**TASK DESCRIPTION:** Retype the data below word for word, keeping every line unchanged and in its original order.

**DATASET ROWS:**
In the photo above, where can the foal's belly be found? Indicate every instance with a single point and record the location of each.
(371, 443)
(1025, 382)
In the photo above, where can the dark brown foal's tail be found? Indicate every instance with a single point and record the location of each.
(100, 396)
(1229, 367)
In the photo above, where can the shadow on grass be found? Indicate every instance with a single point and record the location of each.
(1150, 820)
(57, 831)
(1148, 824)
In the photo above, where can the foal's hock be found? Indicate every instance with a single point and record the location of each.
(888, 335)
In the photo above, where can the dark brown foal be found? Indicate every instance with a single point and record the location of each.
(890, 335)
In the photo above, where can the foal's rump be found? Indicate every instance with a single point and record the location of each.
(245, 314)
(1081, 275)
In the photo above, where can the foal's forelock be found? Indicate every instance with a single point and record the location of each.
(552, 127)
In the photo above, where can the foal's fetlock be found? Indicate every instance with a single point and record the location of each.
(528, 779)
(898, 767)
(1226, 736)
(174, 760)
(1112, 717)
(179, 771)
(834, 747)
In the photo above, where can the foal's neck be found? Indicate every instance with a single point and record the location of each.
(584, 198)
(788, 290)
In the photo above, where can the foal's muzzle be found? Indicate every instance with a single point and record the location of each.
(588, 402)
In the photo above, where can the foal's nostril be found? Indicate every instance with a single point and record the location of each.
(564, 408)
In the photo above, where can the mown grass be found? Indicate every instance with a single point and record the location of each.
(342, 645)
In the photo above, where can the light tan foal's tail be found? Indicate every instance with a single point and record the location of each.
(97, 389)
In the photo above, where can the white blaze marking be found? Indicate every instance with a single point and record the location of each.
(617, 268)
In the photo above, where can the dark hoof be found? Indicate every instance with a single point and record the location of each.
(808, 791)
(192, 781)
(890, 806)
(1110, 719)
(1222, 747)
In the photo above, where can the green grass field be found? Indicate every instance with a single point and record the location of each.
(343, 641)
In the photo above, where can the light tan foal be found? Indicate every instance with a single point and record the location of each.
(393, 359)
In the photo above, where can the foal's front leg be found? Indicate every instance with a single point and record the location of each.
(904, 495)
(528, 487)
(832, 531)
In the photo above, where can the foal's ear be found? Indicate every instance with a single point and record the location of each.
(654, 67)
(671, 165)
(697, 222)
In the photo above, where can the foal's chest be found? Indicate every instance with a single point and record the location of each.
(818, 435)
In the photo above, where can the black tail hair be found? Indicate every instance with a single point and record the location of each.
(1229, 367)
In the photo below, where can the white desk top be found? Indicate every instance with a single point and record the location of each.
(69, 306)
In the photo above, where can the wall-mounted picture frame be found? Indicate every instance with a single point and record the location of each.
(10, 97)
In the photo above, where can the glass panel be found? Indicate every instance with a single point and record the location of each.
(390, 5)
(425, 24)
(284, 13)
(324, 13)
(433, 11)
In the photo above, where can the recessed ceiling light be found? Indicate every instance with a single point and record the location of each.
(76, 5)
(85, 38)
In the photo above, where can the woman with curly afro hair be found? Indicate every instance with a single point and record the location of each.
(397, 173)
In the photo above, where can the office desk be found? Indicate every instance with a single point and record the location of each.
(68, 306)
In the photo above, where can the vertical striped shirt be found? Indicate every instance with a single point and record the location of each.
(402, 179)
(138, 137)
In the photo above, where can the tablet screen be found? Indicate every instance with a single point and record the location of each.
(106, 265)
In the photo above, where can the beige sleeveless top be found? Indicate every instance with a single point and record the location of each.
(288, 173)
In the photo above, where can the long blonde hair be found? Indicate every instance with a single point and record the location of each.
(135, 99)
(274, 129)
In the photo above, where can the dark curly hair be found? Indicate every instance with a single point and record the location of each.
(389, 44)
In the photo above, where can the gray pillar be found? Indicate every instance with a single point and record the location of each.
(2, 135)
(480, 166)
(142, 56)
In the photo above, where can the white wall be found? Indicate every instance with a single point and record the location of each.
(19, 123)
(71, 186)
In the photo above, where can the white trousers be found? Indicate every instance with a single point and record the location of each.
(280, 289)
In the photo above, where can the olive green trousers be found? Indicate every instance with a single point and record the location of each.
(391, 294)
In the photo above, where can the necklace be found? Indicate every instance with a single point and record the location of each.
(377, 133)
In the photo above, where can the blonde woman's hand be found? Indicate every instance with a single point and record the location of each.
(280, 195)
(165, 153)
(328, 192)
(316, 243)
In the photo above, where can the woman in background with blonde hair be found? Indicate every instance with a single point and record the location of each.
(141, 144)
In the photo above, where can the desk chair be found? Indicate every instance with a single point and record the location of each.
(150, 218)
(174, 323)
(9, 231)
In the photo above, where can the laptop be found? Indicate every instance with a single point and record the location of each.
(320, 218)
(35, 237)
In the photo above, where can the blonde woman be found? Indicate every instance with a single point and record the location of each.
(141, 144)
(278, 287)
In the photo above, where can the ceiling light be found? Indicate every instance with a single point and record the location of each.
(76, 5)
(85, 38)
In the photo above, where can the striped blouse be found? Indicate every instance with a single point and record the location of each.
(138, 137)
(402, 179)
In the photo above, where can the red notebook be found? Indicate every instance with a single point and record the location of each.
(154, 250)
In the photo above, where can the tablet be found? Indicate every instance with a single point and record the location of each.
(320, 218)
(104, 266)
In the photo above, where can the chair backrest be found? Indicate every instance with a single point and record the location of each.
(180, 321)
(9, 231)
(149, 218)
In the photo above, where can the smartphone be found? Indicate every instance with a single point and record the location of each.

**FULL SOLUTION:**
In the photo above, where can the foal's belly be found? Indicate every instance with a single point and record the location of each.
(371, 443)
(1025, 382)
In the photo above, where can the dark brown foal's tail be found? Indicate every instance with a single point and record the location of each.
(100, 396)
(1229, 367)
In the photo above, where can the shadow on grass be found? Indicate every instance with a single point and record the location of each.
(1150, 820)
(57, 831)
(1148, 824)
In the photo above, where can the foal's hock be found? Indicate every instance with a single point and record the location of each.
(888, 335)
In the photo above, where can the dark brown foal be found? Indicate every instance with a single point and record the location of each.
(890, 335)
In the photo above, where can the foal's rump be found? Indicate every instance with a single point and record the location of each.
(245, 314)
(1081, 275)
In the photo above, where can the foal's forelock be found? Indicate every instance with a single point and record the location of each.
(552, 127)
In the photo above, where can the foal's fetlock be found? Indicate every instance with a single point and record the location of each.
(528, 779)
(898, 767)
(1226, 736)
(174, 760)
(1112, 717)
(179, 771)
(834, 747)
In the photo above, where can the foal's neck be found? Indicate every instance with a single point and record the location of each.
(584, 198)
(788, 290)
In the photo above, where can the foal's muzzle be found? Indicate every instance with a single point and record the location of each.
(588, 402)
In the photo above, where can the foal's nostril be found? Indicate every instance with a single point and record the location of each.
(564, 408)
In the photo above, where can the mown grass be found? Indicate every instance with a single point and record the location of each.
(342, 645)
In the photo above, where can the light tan foal's tail be found? Indicate every instance with a single point and record the location of each.
(97, 389)
In the photo above, where can the white blaze marking be found? Indicate every instance with a single point and record the location of each.
(617, 268)
In the photo above, where can the dark hoof be found? Indicate every instance with a single point and record the location of each.
(808, 791)
(192, 781)
(890, 806)
(1110, 719)
(1222, 747)
In the photo above, where can the green grass field be found? Indicate every instance with a single point and record the location of each.
(343, 641)
In the photo above, where can the light tan foal be found? Indicate every instance with a single point and record the location of each.
(393, 359)
In the photo above, where can the foal's front leg be found? Indicate every instance with a single point and record the location of each.
(904, 495)
(528, 487)
(832, 531)
In the photo above, where can the foal's ear be found? Indicate every instance with a single point and record the location of each.
(654, 67)
(671, 165)
(697, 222)
In the photo above, where can the foal's chest be found? Indicate every instance with a single point and record the location of each.
(818, 435)
In the photo above, where can the black tail hair be found? Indicate every instance with a single point and record the location of each.
(1229, 367)
In the photo below, where can the white desk top be found? Indicate every instance with a single point and record the location of each.
(69, 306)
In the photo above, where can the wall-mounted picture frame be found? Indicate every instance with a single point and record the location of each.
(10, 97)
In the photo above, where can the glass panel be found? Indicate every instance with a single point and record the location of each.
(390, 5)
(425, 24)
(284, 13)
(324, 13)
(433, 11)
In the photo above, where can the recessed ceiling light be found? Indicate every instance with a single point and record the location of each.
(76, 5)
(85, 38)
In the photo above, where can the woman with curly afro hair be found? Indicate every instance with a single point and record the location of each.
(397, 173)
In the photo above, where can the office desk be found? Indicate every instance with a single point and record the location of each.
(68, 306)
In the photo above, where can the vertical striped shirt be found? Indicate every instance with a single point and record the location of each.
(402, 179)
(138, 137)
In the photo above, where can the tablet screen be found? Indicate every instance with a single point and record the location of each.
(106, 265)
In the photo above, where can the beige sleeveless top be found? Indicate every instance with a single point and record the location of each.
(288, 173)
In the photo above, where can the long blonde hair be found? Indicate every instance with a single point and record the location of each.
(135, 99)
(274, 129)
In the photo above, where can the dark curly hair be found? Indicate every instance with a single point and record the location of each.
(389, 44)
In the photo above, where can the gray pillar be found? Indicate every instance with a single point and record the location of each.
(2, 135)
(480, 166)
(142, 56)
In the photo above, where can the white wall be found? Indicate every instance with a single point and record the location of each.
(19, 123)
(71, 186)
In the photo above, where can the white trousers be found? Indicate every instance with a single point and record the location of each.
(280, 289)
In the photo above, where can the olive green trousers be found? Indicate every instance with a single point and record the location of each.
(391, 294)
In the photo above, where can the necklace be found? Indicate every instance with a single point and record the location of each.
(377, 133)
In the photo above, where can the blonde woman's hand be found? Indicate every instance with a single point and record the location of each.
(280, 195)
(165, 153)
(328, 192)
(316, 243)
In the photo above, where can the woman in background with blonde hair be found? Indicate every instance with a single point and record the location of each.
(141, 144)
In the photo above, where can the desk chair be found? Indicate every instance with a single point and record the location of each.
(150, 218)
(174, 323)
(9, 231)
In the photo above, where can the laptop be found? Indicate every instance with a single point and record the location of each.
(320, 218)
(35, 237)
In the photo above, where can the blonde woman be found? Indicate every instance with a single point and record the location of each.
(141, 144)
(278, 287)
In the photo above, where can the ceiling light be found? Indicate every instance with a single point and record the location of each.
(76, 5)
(85, 38)
In the photo above, where can the striped blouse be found? Indicate every instance with a single point and record the location of each.
(138, 137)
(402, 179)
In the photo above, where can the red notebook be found? Indicate every instance with a single point and record the location of each.
(154, 250)
In the photo above, where can the tablet be found? Indicate every instance with a single point and record the location of each.
(320, 218)
(104, 266)
In the photo above, where can the chair backrest be found? Indicate every instance with a single point and record the location of each.
(180, 321)
(9, 231)
(149, 218)
In the photo above, where can the smartphone be found? Indicate every instance with a single point and record the location of each.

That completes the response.